The data –
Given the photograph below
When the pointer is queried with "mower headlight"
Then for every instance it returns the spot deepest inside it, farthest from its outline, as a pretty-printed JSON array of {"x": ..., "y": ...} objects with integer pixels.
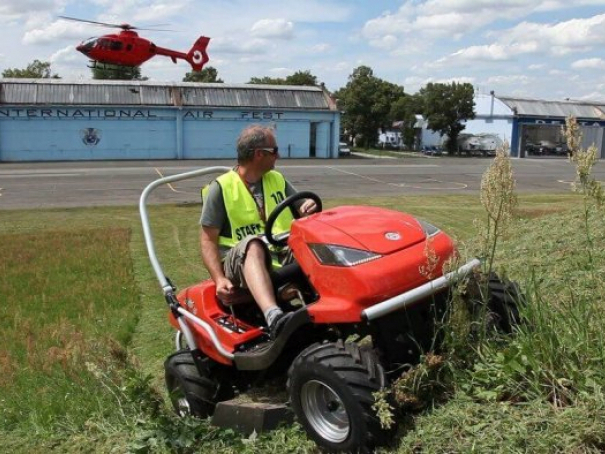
[
  {"x": 429, "y": 229},
  {"x": 331, "y": 254}
]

Exercise goal –
Your task is to retype all the entries exactly and leave out any pictures.

Exercise solution –
Given the photograph below
When the pointer is queried with "mower headlight"
Then for every instance it returns the spot deepest inside it, farthest from its outline, as a pretty-printed JSON array of {"x": ..., "y": ...} objects with integer pixels.
[
  {"x": 429, "y": 229},
  {"x": 331, "y": 254}
]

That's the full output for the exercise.